* **TRAVAIL À FAIRE**
a - Dans l'article sur La Mangeuse d'huîtres de James Ensor, condensez le paragraphe qui commence par « Certes, depuis qu’il peignait » sans perdre ses faits principaux.
b - Relevez chaque ligne des enregistrements qui contient la chaîne « pattern », en tenant compte de la casse.

* **ARTICLE**

+ + + + +

Certes, depuis qu’il peignait, James Ensor avait banni de sa palette la terre de Sienne brûlée et le noir de vigne ; certes, depuis toujours, il s’était défié de ce qu’on appelait « les vigueurs » obtenues par l’abus des mauvaises et fuligineuses couleurs ; certes enfin, il s’était soucié d’atmosphère, d’air ambiant et de réelle et authentique clarté, mais jamais comme en cette étonnante Mangeuse d’huîtres ses efforts n’avaient abouti, ni sa victoire porté la flamme de ses drapeaux aussi haut, ni aussi loin. L’œuvre revêt je ne sais quel caractère historique. C’est le premier tableau, vraiment clair, qu’on fit chez nous.

+ + + + +

* **ENREGISTREMENTS**
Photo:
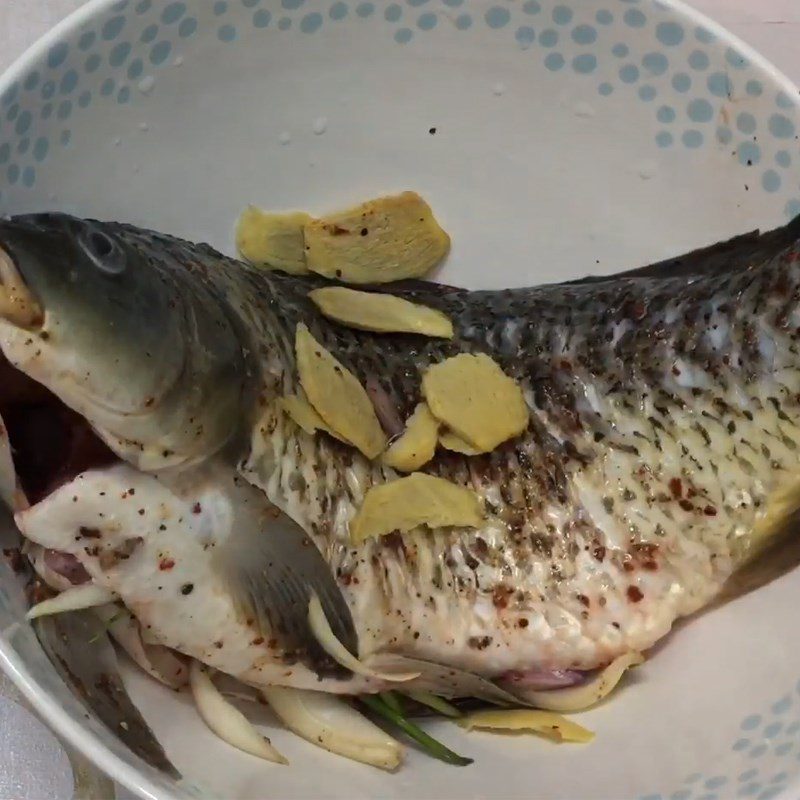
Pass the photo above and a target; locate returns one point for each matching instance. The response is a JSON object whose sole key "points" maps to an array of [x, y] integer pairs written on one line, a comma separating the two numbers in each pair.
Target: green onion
{"points": [[435, 702], [393, 701], [428, 743]]}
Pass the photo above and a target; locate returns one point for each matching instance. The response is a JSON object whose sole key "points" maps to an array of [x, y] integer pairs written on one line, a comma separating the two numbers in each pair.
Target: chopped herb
{"points": [[428, 743]]}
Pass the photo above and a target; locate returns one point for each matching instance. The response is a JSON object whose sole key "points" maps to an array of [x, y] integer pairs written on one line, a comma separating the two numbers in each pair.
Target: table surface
{"points": [[33, 764]]}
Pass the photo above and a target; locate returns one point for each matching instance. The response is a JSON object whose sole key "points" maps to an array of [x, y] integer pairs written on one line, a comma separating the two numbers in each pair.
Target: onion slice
{"points": [[554, 726], [73, 599], [578, 698], [330, 723], [224, 719], [323, 633], [156, 660]]}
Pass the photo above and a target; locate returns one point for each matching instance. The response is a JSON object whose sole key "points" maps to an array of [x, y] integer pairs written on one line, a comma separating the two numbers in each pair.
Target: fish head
{"points": [[120, 330]]}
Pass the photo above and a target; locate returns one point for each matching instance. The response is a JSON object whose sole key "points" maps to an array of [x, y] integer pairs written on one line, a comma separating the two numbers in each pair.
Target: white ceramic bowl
{"points": [[554, 138]]}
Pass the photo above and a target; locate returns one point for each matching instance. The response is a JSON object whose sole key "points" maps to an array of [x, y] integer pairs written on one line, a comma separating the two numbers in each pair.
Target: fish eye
{"points": [[103, 251]]}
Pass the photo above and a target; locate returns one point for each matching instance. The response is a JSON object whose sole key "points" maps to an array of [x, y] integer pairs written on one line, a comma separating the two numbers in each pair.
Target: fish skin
{"points": [[664, 413]]}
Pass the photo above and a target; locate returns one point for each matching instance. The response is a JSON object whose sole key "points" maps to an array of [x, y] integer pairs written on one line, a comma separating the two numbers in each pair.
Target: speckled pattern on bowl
{"points": [[553, 139]]}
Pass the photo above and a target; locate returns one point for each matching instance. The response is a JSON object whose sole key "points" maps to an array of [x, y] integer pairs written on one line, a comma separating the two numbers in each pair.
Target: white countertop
{"points": [[32, 762]]}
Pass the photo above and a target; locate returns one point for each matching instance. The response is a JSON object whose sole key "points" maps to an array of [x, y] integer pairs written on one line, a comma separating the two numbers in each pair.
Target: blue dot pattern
{"points": [[689, 78]]}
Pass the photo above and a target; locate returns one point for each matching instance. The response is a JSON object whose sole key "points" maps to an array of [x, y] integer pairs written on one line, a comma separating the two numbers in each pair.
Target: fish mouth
{"points": [[50, 443], [17, 303]]}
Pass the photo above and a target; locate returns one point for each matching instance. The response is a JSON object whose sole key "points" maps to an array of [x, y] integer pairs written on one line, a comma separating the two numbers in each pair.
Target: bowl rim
{"points": [[88, 743]]}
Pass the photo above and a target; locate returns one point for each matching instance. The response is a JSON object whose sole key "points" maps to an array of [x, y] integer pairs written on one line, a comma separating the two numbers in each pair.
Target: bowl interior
{"points": [[553, 138]]}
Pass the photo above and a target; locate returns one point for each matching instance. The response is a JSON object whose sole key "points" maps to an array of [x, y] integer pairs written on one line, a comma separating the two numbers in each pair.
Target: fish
{"points": [[659, 461]]}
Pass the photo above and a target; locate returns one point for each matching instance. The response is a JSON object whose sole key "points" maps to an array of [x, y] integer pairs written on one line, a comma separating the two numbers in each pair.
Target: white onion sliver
{"points": [[226, 720], [72, 599], [156, 660], [577, 698], [330, 723], [322, 631]]}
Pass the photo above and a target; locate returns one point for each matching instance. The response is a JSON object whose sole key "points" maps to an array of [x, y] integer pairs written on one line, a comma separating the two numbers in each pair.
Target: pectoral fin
{"points": [[273, 567], [81, 652]]}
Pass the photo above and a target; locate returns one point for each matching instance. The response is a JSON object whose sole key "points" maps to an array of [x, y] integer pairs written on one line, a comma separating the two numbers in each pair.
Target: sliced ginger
{"points": [[415, 500], [273, 241], [337, 396], [387, 239], [450, 441], [553, 726], [417, 444], [304, 416], [382, 313], [476, 400]]}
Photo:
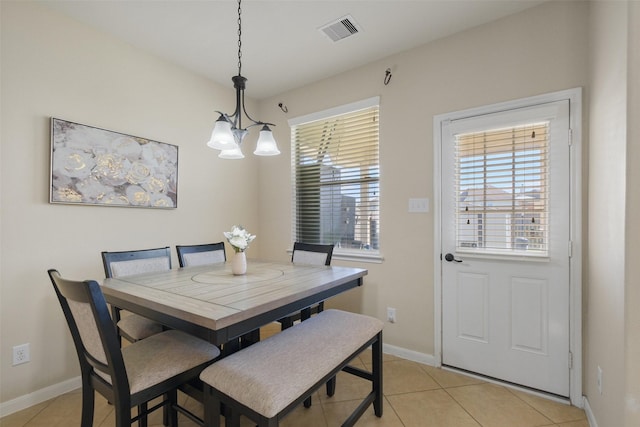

+ + + + +

* **RÉPONSES COMPLÈTES**
a - Depuis qu'il peignait, James Ensor avait écarté de sa palette la terre de Sienne brûlée et le noir de vigne. Il se méfiait des « vigueurs » obtenues par l'abus de couleurs fuligineuses et recherchait l'atmosphère, l'air ambiant et une véritable clarté. Jamais pourtant ses efforts n'avaient aussi bien abouti que dans La Mangeuse d'huîtres. Cette œuvre revêt un caractère historique : c'est le premier tableau vraiment clair qu'on ait fait chez nous.

b -
Target: speckled pattern on bowl
Target: blue dot pattern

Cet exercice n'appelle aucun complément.